# Source passage:

# how many watts for a....



## heyman (Apr 4, 2005)

tank thats 20"long, 13"tall, 13" deep. 
plan to just make it with moss' and crypts, java fern species, im thinking 38watts might be enough. but im not sure most people that i know tell me otherwise


----------



## trenac (Jul 16, 2004)

I think that would be great for a low light/low tech tank with the plants that you listed. A 20 long tank has less depth for the light to penetrate, so you can go with less light.


----------



## heyman (Apr 4, 2005)

well yeah tank is only 13" tall. its roughly 15 gallons. yeah i might get 38watts. any other suggestions


----------



## heyman (Apr 4, 2005)

oops it was 28 watts now it sounds to little to grow anything lol.


----------



## trenac (Jul 16, 2004)

You could still do the low light plants that you listed, providing that your talking about fluorescent lighting or power compacts (even better). Make sure that you have a plant bulb rated at between 5500k-10000k. I usually use a 6500k bulb in my tanks.

Collection entries:
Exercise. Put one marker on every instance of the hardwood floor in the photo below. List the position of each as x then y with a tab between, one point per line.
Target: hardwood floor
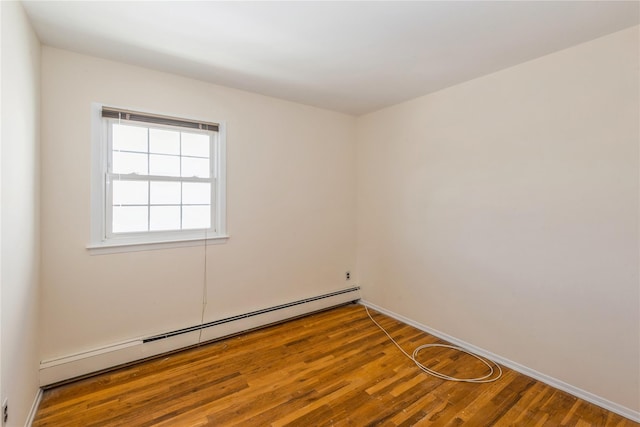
331	368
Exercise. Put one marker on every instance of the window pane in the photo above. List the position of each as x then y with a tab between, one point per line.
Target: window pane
195	167
130	192
129	219
164	141
129	163
165	218
196	193
196	217
165	193
129	138
164	165
195	144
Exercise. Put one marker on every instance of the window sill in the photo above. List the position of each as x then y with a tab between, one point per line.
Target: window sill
114	247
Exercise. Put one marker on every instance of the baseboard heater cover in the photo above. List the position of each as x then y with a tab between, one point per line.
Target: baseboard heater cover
250	314
65	368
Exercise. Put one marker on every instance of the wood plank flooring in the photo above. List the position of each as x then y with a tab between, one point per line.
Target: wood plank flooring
330	368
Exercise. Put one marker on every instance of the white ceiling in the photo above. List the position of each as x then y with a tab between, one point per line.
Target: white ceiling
353	57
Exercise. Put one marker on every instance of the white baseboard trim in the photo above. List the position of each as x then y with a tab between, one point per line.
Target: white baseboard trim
34	409
71	366
553	382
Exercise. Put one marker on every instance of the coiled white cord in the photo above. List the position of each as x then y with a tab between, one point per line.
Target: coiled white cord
488	378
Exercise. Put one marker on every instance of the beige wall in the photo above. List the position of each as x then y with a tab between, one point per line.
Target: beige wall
290	208
504	212
20	212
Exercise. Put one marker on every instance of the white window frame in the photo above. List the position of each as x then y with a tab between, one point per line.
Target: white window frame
104	241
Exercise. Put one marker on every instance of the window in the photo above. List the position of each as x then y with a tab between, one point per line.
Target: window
156	179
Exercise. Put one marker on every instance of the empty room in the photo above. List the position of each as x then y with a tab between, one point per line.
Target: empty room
344	213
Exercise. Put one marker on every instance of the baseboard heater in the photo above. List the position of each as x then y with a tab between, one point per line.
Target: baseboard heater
84	363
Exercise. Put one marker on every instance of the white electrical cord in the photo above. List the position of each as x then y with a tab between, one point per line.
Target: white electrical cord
483	379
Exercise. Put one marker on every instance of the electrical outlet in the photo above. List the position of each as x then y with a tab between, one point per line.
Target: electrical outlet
5	410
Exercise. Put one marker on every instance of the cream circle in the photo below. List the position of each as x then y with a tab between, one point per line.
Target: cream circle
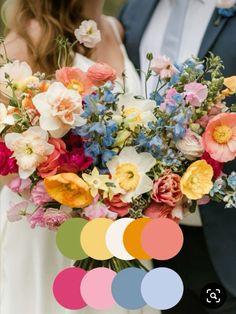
92	238
114	238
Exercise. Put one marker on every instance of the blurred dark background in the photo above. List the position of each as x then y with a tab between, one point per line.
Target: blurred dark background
112	7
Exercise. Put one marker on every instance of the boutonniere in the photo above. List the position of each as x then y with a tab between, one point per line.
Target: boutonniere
225	8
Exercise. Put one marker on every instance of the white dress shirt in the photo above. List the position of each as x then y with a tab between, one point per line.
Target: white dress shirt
196	21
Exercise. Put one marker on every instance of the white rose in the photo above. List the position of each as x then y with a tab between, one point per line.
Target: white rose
191	145
225	4
88	34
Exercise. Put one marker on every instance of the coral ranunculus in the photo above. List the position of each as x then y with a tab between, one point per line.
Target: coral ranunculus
197	180
68	189
74	78
219	138
167	189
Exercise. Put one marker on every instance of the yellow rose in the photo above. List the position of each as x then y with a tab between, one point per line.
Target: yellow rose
197	180
68	189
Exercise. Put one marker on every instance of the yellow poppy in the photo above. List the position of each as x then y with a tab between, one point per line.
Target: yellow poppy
197	180
68	189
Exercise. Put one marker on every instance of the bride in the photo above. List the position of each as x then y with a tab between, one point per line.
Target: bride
30	259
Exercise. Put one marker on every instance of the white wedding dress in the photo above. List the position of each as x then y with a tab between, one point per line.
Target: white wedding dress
29	258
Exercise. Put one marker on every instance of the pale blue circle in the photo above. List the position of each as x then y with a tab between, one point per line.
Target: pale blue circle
126	288
162	288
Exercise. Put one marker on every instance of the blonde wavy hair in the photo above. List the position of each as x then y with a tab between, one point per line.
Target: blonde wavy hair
55	18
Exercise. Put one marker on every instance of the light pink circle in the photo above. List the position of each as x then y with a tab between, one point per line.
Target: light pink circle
162	238
96	288
66	288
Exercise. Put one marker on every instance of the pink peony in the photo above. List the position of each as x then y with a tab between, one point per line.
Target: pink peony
7	162
54	218
37	218
16	211
74	78
51	165
18	185
190	145
98	210
195	93
74	161
100	73
163	67
39	196
216	165
117	205
214	111
167	189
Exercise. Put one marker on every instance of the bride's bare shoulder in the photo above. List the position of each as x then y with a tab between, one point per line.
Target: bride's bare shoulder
119	27
16	45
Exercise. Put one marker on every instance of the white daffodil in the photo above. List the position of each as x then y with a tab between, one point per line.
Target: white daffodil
19	74
136	111
129	171
60	109
5	118
30	149
88	34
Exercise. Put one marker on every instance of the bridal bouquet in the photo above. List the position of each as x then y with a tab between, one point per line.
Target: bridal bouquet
80	146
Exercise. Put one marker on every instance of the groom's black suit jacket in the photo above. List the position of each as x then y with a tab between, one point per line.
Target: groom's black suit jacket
219	223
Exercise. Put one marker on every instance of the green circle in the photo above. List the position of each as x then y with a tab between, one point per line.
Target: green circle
68	238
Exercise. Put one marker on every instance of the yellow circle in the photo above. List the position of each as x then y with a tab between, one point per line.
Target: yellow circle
93	238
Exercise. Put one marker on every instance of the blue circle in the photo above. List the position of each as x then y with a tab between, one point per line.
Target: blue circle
126	288
162	288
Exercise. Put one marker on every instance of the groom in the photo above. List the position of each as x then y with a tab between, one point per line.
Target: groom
195	27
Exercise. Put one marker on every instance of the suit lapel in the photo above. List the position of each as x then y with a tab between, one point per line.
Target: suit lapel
140	14
211	34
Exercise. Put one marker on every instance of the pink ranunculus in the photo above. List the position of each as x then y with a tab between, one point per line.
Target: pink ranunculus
98	210
195	93
51	165
167	189
8	163
39	196
100	73
74	78
74	161
216	165
162	66
214	111
117	205
54	218
17	211
190	145
162	210
37	218
18	185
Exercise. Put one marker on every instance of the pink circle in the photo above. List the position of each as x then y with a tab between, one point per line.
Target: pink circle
96	288
66	288
162	238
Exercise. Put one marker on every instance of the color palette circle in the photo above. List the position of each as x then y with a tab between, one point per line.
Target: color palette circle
162	238
132	238
126	288
66	288
68	238
93	238
162	288
96	288
114	238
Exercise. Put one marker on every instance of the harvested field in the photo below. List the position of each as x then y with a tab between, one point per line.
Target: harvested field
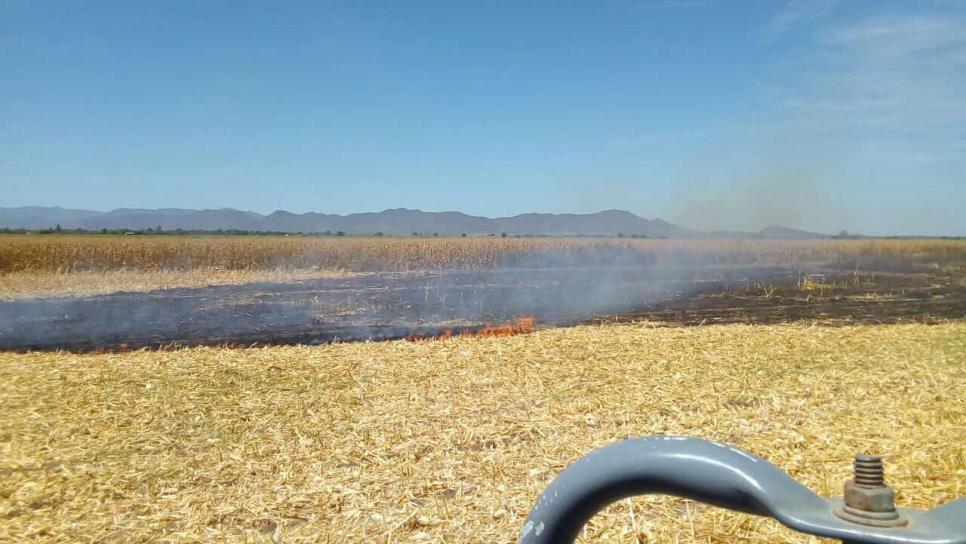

# Requirements:
- a) Transcribe the part of the thread on aquarium lighting that begins at the words "oops it was" and stops after "in my tanks.".
- b) Pick up the thread on aquarium lighting after its last sentence and continue it.

# Answers for the tasks:
- a)
oops it was 28 watts now it sounds to little to grow anything lol.


----------



## trenac (Jul 16, 2004)

You could still do the low light plants that you listed, providing that your talking about fluorescent lighting or power compacts (even better). Make sure that you have a plant bulb rated at between 5500k-10000k. I usually use a 6500k bulb in my tanks.

- b)
----------



## MatPat (Mar 22, 2004)

I've had a 10g up an running since February with Crypts, Anubias, Java Ferns and some Moss. The tank has only had 15w on it for most of that time and things have grown well, though slowly. I recently added another 15w strip to it and added some Marseila sp for a foreground and some Hedyotis sp. 'Rio' whcih both seem to be doing well. Hemianthus micranthemoides did well until I added the second light. Either not enough ferts or not enough Excel, not sure which so I removed it. 

It is definately a low light tank but a lot of plants can get by with lower light than is usually suggested. I think either the 28 or 38 w would work for your tank as long as you get good coverage from front to back.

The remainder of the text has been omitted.